::: STORED DATA :::

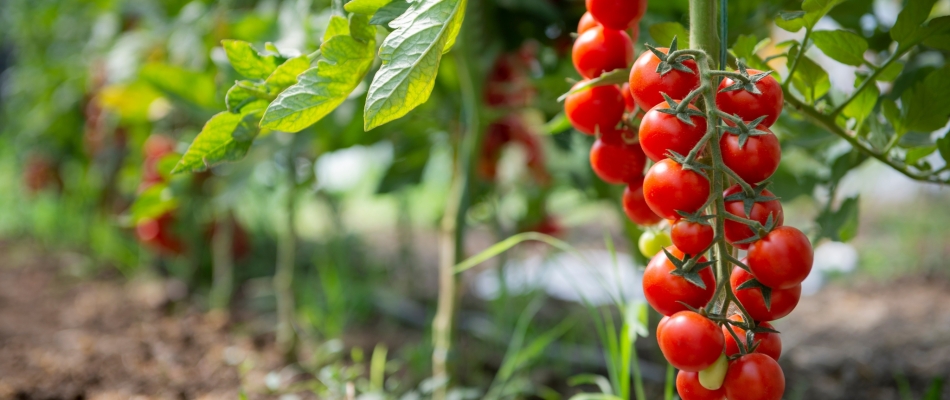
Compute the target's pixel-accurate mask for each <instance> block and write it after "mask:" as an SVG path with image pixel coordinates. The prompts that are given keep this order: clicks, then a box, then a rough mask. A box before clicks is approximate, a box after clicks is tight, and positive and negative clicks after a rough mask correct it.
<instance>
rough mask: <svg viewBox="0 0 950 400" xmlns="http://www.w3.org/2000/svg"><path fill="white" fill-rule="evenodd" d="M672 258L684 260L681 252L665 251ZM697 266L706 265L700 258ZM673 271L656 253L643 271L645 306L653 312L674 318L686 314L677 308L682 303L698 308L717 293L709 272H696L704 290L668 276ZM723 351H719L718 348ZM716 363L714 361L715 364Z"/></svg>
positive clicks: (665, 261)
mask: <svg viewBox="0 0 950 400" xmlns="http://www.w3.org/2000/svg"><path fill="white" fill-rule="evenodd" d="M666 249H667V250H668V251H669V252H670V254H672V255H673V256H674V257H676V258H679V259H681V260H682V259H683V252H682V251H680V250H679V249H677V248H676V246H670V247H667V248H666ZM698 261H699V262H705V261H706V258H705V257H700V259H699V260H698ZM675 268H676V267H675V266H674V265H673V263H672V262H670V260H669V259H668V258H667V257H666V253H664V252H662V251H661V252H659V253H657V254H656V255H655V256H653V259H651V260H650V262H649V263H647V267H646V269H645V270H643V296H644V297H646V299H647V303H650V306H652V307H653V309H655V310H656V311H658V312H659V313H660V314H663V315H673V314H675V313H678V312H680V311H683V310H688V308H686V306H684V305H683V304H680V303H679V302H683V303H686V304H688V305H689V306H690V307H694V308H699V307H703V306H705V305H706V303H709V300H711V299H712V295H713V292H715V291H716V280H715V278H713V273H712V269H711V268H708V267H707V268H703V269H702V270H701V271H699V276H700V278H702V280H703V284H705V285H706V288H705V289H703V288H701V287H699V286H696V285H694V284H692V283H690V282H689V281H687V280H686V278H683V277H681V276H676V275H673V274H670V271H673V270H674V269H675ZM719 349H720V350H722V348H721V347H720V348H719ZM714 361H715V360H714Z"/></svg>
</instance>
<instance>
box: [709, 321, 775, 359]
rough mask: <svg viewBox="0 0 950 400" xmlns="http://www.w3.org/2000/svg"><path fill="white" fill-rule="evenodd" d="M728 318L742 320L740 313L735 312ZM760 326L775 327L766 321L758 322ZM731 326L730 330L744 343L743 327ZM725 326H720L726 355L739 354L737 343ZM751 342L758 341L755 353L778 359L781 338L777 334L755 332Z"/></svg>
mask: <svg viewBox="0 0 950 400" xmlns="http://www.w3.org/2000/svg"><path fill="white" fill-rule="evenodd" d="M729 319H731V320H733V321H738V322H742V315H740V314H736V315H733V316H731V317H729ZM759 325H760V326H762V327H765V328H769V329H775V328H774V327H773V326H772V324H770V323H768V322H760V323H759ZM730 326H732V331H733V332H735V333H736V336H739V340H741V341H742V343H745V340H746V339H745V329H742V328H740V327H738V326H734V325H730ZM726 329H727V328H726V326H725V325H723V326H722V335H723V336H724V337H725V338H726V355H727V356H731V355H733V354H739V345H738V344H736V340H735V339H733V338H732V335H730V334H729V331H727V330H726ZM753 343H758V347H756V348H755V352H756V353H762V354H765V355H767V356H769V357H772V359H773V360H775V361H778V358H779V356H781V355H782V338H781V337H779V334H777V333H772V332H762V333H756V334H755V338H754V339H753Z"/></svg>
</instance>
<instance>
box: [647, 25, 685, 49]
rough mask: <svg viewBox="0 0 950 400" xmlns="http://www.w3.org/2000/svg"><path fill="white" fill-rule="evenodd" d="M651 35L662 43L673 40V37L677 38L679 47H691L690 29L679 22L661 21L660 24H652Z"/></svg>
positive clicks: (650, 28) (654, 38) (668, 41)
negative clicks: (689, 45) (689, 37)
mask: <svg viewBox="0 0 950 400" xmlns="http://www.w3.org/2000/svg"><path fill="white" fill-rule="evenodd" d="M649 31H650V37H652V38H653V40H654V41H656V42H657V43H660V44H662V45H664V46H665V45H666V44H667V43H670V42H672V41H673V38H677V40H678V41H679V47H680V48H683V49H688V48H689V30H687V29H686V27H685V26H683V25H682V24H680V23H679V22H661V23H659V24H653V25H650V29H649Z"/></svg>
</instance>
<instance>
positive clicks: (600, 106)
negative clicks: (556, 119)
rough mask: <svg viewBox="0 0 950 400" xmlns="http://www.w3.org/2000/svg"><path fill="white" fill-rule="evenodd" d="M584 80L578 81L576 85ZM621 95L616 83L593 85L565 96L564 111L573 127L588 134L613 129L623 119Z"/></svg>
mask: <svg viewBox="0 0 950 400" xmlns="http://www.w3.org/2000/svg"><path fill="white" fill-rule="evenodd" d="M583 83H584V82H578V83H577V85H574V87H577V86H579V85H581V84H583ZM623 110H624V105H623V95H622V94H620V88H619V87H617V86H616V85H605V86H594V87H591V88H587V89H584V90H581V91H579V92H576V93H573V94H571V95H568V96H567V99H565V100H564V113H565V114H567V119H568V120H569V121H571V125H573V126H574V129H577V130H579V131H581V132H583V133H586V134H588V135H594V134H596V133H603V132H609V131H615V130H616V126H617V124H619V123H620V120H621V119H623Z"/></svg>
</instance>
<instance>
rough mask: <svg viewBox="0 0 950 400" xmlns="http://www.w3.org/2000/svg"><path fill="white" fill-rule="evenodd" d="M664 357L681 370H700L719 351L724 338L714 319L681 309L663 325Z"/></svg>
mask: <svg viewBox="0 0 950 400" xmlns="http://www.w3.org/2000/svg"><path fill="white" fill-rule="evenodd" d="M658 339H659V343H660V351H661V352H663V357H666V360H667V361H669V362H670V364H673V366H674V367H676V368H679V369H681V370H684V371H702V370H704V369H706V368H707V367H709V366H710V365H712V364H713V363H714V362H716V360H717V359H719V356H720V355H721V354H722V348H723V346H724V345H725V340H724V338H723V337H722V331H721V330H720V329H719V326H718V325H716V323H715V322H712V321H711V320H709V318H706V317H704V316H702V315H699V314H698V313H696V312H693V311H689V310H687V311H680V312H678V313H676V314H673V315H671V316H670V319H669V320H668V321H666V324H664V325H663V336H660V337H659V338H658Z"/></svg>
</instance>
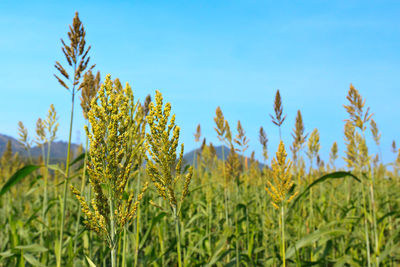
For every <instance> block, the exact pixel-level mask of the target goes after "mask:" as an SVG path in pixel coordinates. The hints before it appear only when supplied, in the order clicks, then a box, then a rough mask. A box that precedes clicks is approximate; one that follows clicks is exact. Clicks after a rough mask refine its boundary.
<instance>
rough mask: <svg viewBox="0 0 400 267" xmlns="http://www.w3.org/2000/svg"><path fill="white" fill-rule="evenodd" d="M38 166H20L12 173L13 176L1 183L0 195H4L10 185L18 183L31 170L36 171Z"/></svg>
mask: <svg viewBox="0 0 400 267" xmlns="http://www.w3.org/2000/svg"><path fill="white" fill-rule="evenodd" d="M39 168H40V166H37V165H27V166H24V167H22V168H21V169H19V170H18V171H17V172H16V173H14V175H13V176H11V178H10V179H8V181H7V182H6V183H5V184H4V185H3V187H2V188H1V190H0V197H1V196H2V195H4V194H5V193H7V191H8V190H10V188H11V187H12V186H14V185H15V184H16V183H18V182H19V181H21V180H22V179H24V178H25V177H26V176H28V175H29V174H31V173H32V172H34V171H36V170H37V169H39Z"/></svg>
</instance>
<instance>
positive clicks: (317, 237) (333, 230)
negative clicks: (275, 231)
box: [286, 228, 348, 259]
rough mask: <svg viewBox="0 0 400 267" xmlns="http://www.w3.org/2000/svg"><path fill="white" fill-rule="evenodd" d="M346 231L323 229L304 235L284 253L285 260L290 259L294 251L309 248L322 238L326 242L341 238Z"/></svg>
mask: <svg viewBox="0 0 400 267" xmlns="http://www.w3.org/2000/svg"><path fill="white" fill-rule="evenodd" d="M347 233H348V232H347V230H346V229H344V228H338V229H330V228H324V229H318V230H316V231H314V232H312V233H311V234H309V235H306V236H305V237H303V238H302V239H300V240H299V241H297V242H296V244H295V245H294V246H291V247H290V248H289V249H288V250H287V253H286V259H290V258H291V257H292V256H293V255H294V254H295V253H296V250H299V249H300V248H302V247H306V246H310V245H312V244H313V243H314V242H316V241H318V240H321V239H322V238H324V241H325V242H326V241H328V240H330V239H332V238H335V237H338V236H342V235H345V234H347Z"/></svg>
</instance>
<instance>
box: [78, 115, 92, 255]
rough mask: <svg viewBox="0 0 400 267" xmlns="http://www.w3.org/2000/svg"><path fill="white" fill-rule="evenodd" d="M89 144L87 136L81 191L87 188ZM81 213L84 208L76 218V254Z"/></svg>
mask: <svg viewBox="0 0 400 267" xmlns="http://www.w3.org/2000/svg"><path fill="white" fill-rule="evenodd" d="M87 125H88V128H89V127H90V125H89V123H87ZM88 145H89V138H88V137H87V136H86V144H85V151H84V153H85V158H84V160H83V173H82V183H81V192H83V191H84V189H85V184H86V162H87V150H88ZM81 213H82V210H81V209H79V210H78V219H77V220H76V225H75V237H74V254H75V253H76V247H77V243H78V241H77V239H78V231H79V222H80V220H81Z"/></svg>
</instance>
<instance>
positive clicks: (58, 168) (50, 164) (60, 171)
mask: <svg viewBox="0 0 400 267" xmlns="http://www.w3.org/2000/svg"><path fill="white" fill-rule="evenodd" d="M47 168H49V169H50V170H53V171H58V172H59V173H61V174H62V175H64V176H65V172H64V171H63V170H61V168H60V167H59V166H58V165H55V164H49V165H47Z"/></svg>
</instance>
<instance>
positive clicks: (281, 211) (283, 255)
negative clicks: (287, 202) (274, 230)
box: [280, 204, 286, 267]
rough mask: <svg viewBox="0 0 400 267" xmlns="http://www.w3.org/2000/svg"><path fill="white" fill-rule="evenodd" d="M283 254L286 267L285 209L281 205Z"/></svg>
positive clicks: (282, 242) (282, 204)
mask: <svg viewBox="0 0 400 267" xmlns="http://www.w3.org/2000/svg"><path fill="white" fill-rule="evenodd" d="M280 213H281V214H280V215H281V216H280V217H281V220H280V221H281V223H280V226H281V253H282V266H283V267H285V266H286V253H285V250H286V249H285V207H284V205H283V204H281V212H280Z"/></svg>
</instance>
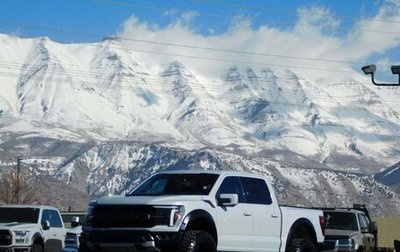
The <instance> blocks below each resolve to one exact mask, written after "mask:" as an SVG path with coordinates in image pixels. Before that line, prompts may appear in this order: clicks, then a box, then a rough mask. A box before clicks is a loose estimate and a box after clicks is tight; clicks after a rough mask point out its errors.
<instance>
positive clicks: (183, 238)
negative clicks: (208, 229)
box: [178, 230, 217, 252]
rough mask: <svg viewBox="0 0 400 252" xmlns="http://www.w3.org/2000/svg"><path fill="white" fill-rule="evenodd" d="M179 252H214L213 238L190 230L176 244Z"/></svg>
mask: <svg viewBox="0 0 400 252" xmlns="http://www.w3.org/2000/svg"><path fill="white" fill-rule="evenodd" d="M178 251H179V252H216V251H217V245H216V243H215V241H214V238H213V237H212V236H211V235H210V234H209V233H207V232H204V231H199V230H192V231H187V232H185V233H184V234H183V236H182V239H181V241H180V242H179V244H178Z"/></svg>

:::
::: STORED DATA :::

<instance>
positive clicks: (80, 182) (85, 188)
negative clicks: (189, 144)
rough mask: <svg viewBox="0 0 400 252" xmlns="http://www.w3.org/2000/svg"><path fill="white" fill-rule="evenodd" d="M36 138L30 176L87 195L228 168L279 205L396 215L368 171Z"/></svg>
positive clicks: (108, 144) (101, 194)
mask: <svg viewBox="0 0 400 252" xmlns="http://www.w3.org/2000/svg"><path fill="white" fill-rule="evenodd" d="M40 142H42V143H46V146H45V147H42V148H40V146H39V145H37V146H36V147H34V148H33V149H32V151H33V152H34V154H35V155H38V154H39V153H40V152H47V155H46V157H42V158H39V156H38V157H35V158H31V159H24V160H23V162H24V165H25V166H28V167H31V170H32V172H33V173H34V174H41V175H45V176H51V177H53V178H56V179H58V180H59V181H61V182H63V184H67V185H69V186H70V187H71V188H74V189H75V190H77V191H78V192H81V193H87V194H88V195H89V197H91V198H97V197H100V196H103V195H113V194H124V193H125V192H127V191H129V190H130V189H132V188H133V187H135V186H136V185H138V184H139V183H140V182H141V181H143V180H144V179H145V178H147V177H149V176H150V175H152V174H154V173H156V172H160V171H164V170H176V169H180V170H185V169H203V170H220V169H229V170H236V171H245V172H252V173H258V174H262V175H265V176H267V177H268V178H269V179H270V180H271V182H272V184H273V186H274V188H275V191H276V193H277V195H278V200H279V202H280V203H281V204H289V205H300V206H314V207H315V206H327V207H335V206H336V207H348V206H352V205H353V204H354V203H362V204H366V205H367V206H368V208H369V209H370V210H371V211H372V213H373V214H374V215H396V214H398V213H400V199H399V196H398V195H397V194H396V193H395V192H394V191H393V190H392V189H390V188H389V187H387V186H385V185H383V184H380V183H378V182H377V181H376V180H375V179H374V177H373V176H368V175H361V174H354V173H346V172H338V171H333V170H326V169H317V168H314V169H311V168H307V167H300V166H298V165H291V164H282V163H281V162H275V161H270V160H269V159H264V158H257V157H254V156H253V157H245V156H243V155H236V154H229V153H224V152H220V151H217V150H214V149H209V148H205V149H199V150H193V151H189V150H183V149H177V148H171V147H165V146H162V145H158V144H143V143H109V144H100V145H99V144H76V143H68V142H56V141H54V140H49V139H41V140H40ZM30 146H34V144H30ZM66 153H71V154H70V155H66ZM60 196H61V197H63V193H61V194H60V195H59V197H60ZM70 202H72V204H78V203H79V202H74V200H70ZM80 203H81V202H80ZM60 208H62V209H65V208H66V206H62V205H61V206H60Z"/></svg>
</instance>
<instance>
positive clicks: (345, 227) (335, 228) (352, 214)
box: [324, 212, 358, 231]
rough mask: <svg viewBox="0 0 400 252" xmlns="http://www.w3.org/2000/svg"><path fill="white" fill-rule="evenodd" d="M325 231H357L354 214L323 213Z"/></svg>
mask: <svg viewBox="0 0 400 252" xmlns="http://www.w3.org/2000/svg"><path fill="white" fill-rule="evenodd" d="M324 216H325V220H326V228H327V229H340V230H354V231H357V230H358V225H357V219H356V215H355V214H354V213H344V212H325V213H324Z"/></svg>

:::
::: STORED DATA :::

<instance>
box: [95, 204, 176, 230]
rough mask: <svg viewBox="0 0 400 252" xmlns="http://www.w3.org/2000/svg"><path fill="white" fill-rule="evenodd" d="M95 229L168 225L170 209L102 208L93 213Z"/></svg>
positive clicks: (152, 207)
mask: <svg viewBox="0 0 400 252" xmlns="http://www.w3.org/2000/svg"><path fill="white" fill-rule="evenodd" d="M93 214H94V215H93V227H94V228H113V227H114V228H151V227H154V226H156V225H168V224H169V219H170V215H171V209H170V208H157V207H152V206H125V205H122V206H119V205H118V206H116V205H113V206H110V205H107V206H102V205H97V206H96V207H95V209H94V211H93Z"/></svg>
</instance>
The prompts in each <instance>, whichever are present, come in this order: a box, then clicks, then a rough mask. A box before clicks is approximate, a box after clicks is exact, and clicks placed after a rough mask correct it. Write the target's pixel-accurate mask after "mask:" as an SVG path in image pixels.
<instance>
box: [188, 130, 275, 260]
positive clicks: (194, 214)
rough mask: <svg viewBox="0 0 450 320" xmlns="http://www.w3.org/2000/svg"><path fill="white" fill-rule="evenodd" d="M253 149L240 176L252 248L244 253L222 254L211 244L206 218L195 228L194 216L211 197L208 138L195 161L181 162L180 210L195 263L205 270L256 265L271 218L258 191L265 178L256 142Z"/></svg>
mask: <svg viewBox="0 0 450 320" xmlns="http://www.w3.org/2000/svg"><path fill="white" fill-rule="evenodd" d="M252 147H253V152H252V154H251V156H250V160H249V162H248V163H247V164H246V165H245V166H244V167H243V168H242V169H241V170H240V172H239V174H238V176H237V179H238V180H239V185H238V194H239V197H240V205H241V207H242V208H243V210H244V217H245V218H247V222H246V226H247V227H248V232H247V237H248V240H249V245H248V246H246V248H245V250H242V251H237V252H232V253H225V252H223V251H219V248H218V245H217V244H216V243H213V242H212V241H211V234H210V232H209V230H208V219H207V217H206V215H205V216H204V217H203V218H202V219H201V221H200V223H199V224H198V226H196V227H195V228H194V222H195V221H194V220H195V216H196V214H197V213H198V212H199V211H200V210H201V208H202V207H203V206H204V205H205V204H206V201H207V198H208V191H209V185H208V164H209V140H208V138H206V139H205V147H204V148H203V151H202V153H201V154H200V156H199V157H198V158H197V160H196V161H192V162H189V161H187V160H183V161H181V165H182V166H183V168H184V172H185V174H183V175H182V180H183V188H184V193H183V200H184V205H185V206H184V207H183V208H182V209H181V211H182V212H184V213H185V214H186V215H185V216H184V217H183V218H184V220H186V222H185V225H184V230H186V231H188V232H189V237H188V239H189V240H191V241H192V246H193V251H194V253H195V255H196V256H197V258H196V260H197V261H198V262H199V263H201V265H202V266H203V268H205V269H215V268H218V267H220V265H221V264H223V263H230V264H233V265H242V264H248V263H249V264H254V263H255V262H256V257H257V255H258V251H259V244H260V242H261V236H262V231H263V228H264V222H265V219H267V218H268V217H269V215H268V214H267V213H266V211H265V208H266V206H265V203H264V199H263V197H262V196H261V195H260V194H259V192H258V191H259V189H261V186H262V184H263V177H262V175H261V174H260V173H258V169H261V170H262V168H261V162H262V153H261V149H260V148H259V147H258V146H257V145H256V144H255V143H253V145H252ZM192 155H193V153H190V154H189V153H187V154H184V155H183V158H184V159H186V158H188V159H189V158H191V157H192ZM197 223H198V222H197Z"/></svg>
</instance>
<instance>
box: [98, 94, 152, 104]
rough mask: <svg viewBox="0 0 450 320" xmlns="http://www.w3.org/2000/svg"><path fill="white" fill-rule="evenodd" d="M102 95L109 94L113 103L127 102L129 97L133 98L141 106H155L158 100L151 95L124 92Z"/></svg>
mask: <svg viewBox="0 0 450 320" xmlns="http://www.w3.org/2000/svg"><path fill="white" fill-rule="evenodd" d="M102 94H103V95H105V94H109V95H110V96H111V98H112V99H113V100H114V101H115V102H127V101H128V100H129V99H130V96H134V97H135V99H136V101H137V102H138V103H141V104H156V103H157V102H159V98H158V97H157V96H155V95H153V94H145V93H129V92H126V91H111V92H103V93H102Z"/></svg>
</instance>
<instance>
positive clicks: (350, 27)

:::

When you tally the lines of the records that contain the string "with", matching case exactly, how many are there? Give only the number.

2